> _Data to use_:
** start **
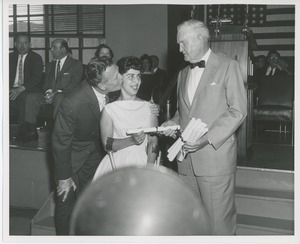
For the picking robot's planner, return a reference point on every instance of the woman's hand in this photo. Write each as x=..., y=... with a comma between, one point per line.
x=154, y=108
x=169, y=132
x=138, y=138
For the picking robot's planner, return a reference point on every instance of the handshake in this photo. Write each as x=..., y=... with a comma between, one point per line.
x=193, y=132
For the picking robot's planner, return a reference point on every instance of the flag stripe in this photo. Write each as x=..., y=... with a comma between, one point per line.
** end **
Transcribe every row above word for word, leaving out the pictures.

For the picking robot's planner, return a reference point on every instance of the woman's hand in this photo. Write each as x=..., y=... with a comma between, one point per line.
x=154, y=108
x=169, y=132
x=138, y=138
For the picking robot's planner, return a reference point on every instance of the handshake in this photo. Write each as x=..., y=... with a comma between, one point per line.
x=193, y=132
For the picking robot's planner, return a reference point on every instance of the flag stripe in this photo. Write each as x=..., y=... with a comma between, one point per line.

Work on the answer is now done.